#### [WHAT TO PRODUCE]
Pick out every line in the data below that contains the string "watermelon", and copy each of those lines. Case counts.

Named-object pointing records
________________

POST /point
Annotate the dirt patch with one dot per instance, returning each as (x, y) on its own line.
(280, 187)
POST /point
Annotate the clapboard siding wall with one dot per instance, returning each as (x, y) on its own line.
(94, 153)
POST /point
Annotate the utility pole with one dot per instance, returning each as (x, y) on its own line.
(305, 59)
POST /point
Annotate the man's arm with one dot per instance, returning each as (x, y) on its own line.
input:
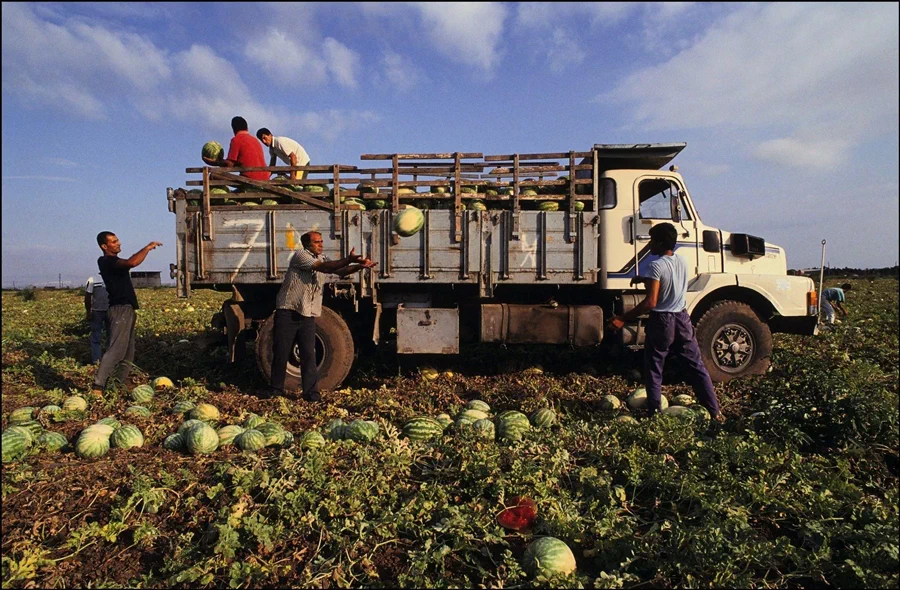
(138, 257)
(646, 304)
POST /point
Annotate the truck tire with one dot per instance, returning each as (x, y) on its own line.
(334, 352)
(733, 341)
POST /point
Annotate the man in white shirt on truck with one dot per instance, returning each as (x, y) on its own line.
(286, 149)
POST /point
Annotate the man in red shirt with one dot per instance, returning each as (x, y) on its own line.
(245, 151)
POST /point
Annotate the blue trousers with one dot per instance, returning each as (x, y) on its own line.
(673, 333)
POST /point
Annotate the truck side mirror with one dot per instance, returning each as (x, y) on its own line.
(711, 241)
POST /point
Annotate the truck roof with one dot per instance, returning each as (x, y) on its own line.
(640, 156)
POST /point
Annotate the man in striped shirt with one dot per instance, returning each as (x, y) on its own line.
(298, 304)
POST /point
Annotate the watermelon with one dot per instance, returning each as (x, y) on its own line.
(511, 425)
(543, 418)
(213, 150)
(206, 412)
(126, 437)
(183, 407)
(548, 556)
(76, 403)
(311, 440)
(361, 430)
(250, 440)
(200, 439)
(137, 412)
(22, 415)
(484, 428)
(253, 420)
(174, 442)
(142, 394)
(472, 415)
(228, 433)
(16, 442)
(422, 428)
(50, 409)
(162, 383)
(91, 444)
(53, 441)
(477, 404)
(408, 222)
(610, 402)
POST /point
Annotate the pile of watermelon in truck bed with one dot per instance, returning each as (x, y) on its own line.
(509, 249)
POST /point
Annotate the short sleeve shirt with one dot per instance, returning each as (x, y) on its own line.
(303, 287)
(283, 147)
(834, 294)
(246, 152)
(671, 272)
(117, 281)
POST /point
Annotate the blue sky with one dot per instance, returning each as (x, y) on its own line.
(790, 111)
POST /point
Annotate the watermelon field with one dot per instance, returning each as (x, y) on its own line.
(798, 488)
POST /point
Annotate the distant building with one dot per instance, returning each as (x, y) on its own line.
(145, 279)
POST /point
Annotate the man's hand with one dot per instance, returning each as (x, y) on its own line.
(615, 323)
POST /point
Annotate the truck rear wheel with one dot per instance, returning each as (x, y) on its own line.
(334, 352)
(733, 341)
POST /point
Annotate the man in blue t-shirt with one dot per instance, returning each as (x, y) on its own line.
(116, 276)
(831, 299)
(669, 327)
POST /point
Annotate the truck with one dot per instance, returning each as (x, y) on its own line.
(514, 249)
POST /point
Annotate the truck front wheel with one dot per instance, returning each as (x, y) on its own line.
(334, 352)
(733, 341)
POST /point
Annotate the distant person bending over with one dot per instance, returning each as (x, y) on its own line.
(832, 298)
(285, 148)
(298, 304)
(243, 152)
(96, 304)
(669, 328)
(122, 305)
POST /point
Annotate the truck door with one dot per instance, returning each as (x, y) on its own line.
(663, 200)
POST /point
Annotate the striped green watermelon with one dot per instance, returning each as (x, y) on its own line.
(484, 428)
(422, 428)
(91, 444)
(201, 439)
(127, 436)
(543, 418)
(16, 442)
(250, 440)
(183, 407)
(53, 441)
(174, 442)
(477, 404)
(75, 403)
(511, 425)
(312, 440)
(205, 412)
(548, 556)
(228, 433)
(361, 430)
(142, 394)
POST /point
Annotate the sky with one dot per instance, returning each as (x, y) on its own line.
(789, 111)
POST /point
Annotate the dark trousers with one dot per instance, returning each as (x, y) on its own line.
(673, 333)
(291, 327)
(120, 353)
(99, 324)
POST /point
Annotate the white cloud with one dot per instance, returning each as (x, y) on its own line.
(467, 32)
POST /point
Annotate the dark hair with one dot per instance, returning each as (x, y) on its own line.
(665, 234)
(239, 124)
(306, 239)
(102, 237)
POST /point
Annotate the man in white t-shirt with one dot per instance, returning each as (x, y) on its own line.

________________

#### [OUTPUT BELOW]
Annotate the watermelon with one dot per instance, returning each as (x, y) on its own line.
Annotate the pile of watermelon in truck bed with one dot per instance, returning each as (x, y) on its own line.
Annotate the watermelon field with one dot per instance, returning each as (x, y) on its own line.
Annotate the striped green watermelon with one dot per instance, returning each as (x, y) on its own line.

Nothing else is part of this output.